What the task asks
Each line of the material must be returned exactly.

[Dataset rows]
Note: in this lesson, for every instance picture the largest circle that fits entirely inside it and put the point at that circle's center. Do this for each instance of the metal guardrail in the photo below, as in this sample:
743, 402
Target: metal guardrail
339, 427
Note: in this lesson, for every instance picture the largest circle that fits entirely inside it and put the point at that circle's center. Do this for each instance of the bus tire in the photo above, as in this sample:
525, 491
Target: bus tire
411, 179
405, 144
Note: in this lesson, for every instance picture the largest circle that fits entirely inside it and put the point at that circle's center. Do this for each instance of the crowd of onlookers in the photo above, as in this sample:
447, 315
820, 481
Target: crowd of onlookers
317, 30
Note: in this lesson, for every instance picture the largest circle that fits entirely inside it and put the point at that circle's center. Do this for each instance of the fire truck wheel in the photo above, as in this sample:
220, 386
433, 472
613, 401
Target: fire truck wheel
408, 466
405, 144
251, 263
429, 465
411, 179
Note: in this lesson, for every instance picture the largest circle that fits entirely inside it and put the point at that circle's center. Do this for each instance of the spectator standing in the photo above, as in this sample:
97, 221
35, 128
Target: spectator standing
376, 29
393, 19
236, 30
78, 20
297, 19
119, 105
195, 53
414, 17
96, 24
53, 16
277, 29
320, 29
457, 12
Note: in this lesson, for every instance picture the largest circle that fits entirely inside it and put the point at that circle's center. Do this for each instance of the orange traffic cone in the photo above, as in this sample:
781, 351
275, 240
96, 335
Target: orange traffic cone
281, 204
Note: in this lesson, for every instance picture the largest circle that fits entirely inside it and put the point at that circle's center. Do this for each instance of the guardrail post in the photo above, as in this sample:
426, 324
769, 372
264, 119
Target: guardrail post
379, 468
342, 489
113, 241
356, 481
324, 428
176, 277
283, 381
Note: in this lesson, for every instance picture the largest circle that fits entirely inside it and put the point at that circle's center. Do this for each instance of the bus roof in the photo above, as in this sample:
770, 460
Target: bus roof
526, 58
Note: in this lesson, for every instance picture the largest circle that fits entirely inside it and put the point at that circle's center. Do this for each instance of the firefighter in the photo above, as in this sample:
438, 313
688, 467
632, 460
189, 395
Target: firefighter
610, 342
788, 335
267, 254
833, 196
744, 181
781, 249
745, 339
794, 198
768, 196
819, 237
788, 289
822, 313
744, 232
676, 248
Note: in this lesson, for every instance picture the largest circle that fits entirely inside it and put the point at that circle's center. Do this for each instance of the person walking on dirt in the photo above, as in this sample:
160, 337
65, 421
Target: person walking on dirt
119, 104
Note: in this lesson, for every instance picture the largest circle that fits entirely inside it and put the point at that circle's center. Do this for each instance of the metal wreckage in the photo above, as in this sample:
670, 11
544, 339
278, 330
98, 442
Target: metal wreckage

Solution to the problem
Note: in this lesson, for every instance picture the largest circle that fits entirely inside it and put the point at that circle's center. Do this for each instance of the metal guardrail in the photo below, as in this sample:
743, 402
Target: metal guardrail
339, 427
Note: in this lesson, for every instance picture the largest circle that fits entirely inside it and put the point at that circle's center. Do this for each instance of the bus tire in the photo above, as in this sample:
525, 491
Target: bus tire
411, 179
405, 144
Note: in this lesson, for every instance picture the largest circle that fits entirely inside it and put the point at that circle's center. Do this for each instance of the crowd of onlookers in the photo above, as in this sample:
447, 315
820, 481
Target: crowd of onlookers
317, 30
Note: in this lesson, for every instance picture the largest circle that fits entirely inside it and put the point at that circle's center. Do this for each instance of the fire truck wheel in the photo above, as in this sample:
220, 386
433, 472
613, 401
Target: fire truck wheel
408, 466
405, 144
251, 263
429, 465
411, 179
Note: in this lesson, for every instance picture the largest circle that fits entirely inside it and put the point at that circle's center. Do this for each instance of the spectator standing in the photo above, as in this sample:
97, 221
35, 128
Target: spectator standing
376, 29
393, 19
236, 30
78, 20
297, 19
119, 105
195, 53
414, 17
96, 24
53, 16
277, 29
320, 29
457, 12
Note: in this lesson, for every instance picture the largest circle that fits entirely inside it and put the point at that circle's center. Do this for each instance of the orange traffic cone in the photo above, as in this sample:
781, 351
275, 240
96, 335
Target: orange traffic cone
281, 204
Note: in this lesson, for every instance picture the largest circle that fits entirely inside it and put the point at that circle's center. Do this for each instance of the guardrail post in the photo above, as in this sample:
426, 324
769, 372
264, 119
Target: guardrail post
379, 468
342, 489
113, 241
356, 481
324, 428
176, 277
283, 381
Note: in this lesson, for every instance picture the largest circle that fits entirely inside it and put the point at that circle's center. Do this for each instance of the bus roof in the photo above, as in this sample:
770, 460
Target: bus roof
526, 58
Note: in this lesson, for every instance picture the largest circle that fits entirely inside it and put the point at that circle's center. Do this for each instance of the firefighter in the photo above, as in this sample:
438, 313
688, 467
632, 460
189, 395
Target: firefighter
610, 342
788, 335
267, 254
833, 196
744, 181
781, 249
745, 339
794, 198
768, 196
819, 237
788, 289
822, 313
744, 232
676, 248
Note: in this lesson, for every instance picture the largest circle that fits entirely inside it and put the point at that circle's center. Do this for each instance of the person walking on dirt in the photo above, as in this sample:
160, 337
65, 421
Target: person walking on dirt
119, 104
Note: in this lesson, for every instance picture the largest circle that fits entirely inside it and put the point at that circle's center. Do this for each instance of the metal wreckage in the photo above, as in this sample:
670, 11
544, 339
278, 330
98, 442
Target: metal wreckage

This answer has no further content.